The input

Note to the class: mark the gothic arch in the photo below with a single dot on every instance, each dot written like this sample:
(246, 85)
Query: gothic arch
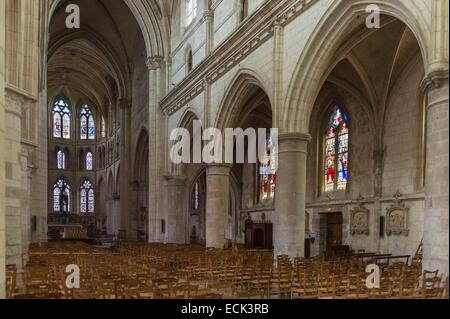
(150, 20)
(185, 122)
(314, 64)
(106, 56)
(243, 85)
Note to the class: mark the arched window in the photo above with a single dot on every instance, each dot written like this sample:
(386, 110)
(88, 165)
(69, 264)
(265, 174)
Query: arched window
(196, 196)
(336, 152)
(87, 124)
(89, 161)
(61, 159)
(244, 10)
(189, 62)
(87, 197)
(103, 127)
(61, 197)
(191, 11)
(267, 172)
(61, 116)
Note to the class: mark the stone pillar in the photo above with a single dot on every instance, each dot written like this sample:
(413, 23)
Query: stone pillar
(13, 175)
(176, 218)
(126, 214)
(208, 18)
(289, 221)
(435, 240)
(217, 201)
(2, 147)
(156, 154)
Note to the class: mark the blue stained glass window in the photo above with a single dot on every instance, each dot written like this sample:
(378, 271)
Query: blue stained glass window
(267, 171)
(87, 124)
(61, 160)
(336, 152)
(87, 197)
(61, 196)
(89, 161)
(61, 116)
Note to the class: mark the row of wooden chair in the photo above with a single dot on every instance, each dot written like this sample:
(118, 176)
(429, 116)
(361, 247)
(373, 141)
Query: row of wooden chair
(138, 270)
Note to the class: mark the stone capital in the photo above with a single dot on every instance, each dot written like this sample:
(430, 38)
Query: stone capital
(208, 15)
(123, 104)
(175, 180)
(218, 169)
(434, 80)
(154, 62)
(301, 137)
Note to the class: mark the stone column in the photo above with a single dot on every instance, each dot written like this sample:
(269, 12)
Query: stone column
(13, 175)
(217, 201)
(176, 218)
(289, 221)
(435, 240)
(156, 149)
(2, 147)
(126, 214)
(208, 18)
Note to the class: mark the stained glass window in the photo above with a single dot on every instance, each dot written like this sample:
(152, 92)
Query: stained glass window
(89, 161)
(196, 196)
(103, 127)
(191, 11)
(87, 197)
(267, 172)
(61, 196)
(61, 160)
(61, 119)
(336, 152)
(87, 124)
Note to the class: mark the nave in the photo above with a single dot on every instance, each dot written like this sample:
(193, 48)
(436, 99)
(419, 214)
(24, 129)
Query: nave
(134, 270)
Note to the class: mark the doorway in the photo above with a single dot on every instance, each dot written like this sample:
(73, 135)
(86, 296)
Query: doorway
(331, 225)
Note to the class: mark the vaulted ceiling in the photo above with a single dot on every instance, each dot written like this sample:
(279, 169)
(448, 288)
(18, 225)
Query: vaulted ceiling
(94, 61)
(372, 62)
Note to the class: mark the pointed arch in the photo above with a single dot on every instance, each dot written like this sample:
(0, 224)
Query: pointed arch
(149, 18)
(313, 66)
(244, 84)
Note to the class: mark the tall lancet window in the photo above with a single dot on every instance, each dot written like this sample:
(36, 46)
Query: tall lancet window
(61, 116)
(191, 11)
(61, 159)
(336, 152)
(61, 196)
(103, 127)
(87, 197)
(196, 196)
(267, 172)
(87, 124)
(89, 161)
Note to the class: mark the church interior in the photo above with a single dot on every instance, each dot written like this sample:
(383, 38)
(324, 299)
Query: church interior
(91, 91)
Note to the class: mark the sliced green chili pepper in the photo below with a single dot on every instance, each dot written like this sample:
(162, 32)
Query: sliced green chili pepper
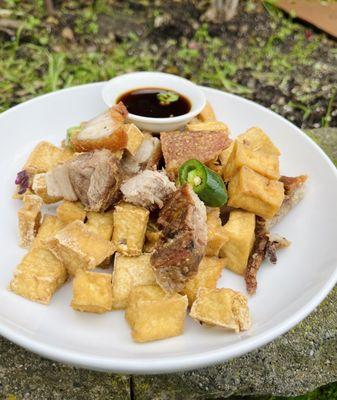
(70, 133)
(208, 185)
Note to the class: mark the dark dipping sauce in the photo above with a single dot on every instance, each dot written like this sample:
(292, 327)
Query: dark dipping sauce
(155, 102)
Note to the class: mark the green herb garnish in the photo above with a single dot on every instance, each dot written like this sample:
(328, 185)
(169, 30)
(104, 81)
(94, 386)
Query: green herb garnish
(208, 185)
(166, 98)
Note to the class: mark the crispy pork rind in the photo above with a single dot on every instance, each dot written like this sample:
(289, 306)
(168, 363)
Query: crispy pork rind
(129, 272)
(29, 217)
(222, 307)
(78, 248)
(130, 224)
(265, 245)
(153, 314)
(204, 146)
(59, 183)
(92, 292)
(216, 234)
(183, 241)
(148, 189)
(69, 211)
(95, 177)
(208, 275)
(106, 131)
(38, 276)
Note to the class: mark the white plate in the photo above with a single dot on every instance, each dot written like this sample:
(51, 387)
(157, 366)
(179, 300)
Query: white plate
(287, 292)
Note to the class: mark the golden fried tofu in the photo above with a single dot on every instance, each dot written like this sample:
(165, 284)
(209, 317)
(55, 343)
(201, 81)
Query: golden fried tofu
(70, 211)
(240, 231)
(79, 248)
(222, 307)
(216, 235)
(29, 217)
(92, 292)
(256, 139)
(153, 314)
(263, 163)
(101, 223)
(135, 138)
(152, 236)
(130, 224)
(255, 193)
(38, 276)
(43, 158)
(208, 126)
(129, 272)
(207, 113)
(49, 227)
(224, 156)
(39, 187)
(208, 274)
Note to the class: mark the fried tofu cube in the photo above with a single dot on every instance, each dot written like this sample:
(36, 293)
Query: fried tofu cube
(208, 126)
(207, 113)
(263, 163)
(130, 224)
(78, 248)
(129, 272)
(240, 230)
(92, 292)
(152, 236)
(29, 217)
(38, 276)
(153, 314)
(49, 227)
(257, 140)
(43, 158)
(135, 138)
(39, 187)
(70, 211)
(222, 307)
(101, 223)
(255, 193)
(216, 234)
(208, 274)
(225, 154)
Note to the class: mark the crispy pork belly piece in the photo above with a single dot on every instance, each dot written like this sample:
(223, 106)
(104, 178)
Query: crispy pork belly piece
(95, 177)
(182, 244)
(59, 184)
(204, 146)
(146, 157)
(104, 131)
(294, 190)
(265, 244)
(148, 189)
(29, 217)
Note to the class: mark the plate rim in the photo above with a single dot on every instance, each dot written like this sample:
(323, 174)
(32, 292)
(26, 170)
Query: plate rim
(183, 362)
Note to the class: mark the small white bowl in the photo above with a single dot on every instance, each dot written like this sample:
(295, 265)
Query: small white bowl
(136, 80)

Action item
From the first line to the last, repeat the material exactly, but drop the pictures.

The answer
Note to the class: mark the gothic arch in the photo below with a single dot on every instance, each dot written like this sample:
(246, 85)
Query: gothic arch
(150, 20)
(185, 122)
(314, 64)
(106, 56)
(243, 85)
Note to the class: mark the arched window in the photo above with a single dot on every instance, each dot written like this sample:
(386, 110)
(88, 165)
(69, 264)
(265, 174)
Query: arched window
(196, 196)
(336, 152)
(87, 124)
(89, 161)
(61, 159)
(244, 10)
(189, 62)
(87, 197)
(103, 127)
(61, 197)
(191, 11)
(267, 172)
(61, 116)
Note to the class: mark the stone pillar in the photo above with a single dot on every instance, each dot written like this sample:
(413, 23)
Query: stone pillar
(13, 175)
(176, 218)
(126, 214)
(208, 18)
(289, 221)
(435, 240)
(217, 201)
(2, 147)
(156, 154)
Note to the class: mark the blue stained glass window in the photo above with a single dot on every instance, each dot written like this sample:
(378, 271)
Query: blue stained glass window
(267, 171)
(87, 124)
(61, 160)
(336, 152)
(87, 197)
(61, 196)
(89, 161)
(61, 116)
Note to the class: mark the row of wooden chair in the photo above with a single dot on every instance, each dot written like this sample:
(118, 176)
(429, 116)
(361, 247)
(373, 141)
Query: row of wooden chair
(138, 270)
Note to the class: mark the stone capital in the photo above with a single dot on every instance, each dot written like this sample:
(430, 38)
Query: stone capital
(208, 15)
(123, 104)
(175, 180)
(218, 169)
(434, 80)
(154, 62)
(301, 137)
Note to the class: mark the stone column in the photo above with a single dot on every instance, each dot written like this sample:
(269, 12)
Query: stone column
(13, 175)
(217, 201)
(176, 218)
(289, 221)
(435, 240)
(156, 149)
(2, 147)
(126, 214)
(208, 18)
Note to the class: mark the stained glass window in the photo above with a single dot on every instance, each dot written like this sample:
(152, 92)
Query: stained glass window
(89, 161)
(196, 196)
(103, 127)
(191, 11)
(87, 197)
(267, 172)
(61, 196)
(61, 160)
(61, 119)
(336, 152)
(87, 124)
Note to the class: mark the nave in the photo above with a single dot on every instance, each dot written like this sample:
(193, 48)
(436, 99)
(419, 214)
(24, 129)
Query: nave
(134, 270)
Note to the class: mark the doorway in the photo above with a single dot on every instance, each dot written like this sample:
(73, 135)
(86, 296)
Query: doorway
(331, 225)
Note to the class: mark the vaulted ceiling in the photo above with a single dot on every instance, each dot written like this sample:
(279, 169)
(448, 288)
(18, 225)
Query: vaulted ceiling
(94, 61)
(372, 62)
Note to the class: mark the pointed arch in the photo above with a single dot on every instance, each dot written like this sample:
(0, 224)
Query: pointed arch
(149, 18)
(313, 66)
(244, 84)
Note to the class: mark the tall lancet window in the photo above with a single dot on every instance, each dot written like this sample:
(36, 46)
Query: tall lancet window
(61, 116)
(191, 11)
(61, 159)
(336, 152)
(61, 196)
(103, 127)
(87, 197)
(196, 196)
(267, 172)
(87, 124)
(89, 161)
Note to the class: mark the church interior in the photo above with a single dot on every instance, each dot written like this sample:
(383, 38)
(324, 299)
Query: church interior
(91, 91)
Note to the class: mark the sliced green chili pepper in the photo below with a single dot on every instance, each dot written like this sample:
(162, 32)
Query: sliced green chili pepper
(70, 133)
(208, 185)
Note to the class: mark the dark dipping sauce in the photo above with a single dot on every instance, each dot written like this sample:
(292, 327)
Query: dark dipping sauce
(155, 102)
Note to the class: mark the green herb garnish in the photo above with a single dot on every instance, each dot written like this sample:
(328, 185)
(169, 30)
(104, 81)
(94, 386)
Query: green herb garnish
(208, 185)
(166, 98)
Note to the class: mark the crispy pork rind in the photo above with a single dot on every instance, each dot written like this sample:
(289, 306)
(168, 363)
Query: crispy pork rind
(129, 272)
(29, 217)
(222, 307)
(78, 248)
(130, 224)
(265, 245)
(153, 314)
(204, 146)
(59, 183)
(92, 292)
(216, 234)
(183, 241)
(148, 189)
(69, 211)
(95, 177)
(208, 275)
(106, 131)
(38, 276)
Note to the class: mark the white plate in the photo above with a single dot on every instance, each dot written like this sample:
(51, 387)
(157, 366)
(179, 300)
Query: white plate
(287, 292)
Note to the class: mark the golden fried tofu in the photo above with a single dot on every instance, each dot written like this sample:
(165, 284)
(209, 317)
(55, 343)
(201, 81)
Query: golden fried tofu
(70, 211)
(240, 231)
(79, 248)
(222, 307)
(216, 235)
(29, 217)
(92, 292)
(256, 139)
(153, 314)
(263, 163)
(101, 223)
(135, 138)
(152, 236)
(130, 224)
(255, 193)
(38, 276)
(43, 158)
(208, 126)
(129, 272)
(207, 113)
(49, 227)
(224, 156)
(39, 187)
(208, 274)
Note to the class: mark the fried tofu cube in the photo above with a single dot on every instance, each dot written like this sample:
(36, 293)
Query: fried tofu cube
(208, 126)
(207, 113)
(263, 163)
(130, 224)
(78, 248)
(129, 272)
(240, 230)
(92, 292)
(152, 236)
(29, 217)
(38, 276)
(153, 314)
(49, 227)
(257, 140)
(43, 158)
(135, 138)
(39, 187)
(70, 211)
(222, 307)
(101, 223)
(255, 193)
(216, 234)
(208, 274)
(225, 154)
Note to the class: mark the crispy pork belly piece in the photo above with a single dot on every instance, each dot written like this sample:
(223, 106)
(104, 178)
Query: crispy pork belly piece
(95, 177)
(182, 244)
(59, 184)
(204, 146)
(146, 157)
(104, 131)
(294, 190)
(265, 244)
(148, 189)
(29, 217)
Note to the class: mark the plate rim in the photo above with a single dot on every instance, each dot written like this sample:
(323, 174)
(32, 292)
(26, 170)
Query: plate rim
(183, 362)
Note to the class: mark the small white bowl in the photo above with a single dot on every instance, each dot written like this sample:
(295, 265)
Query: small white bowl
(136, 80)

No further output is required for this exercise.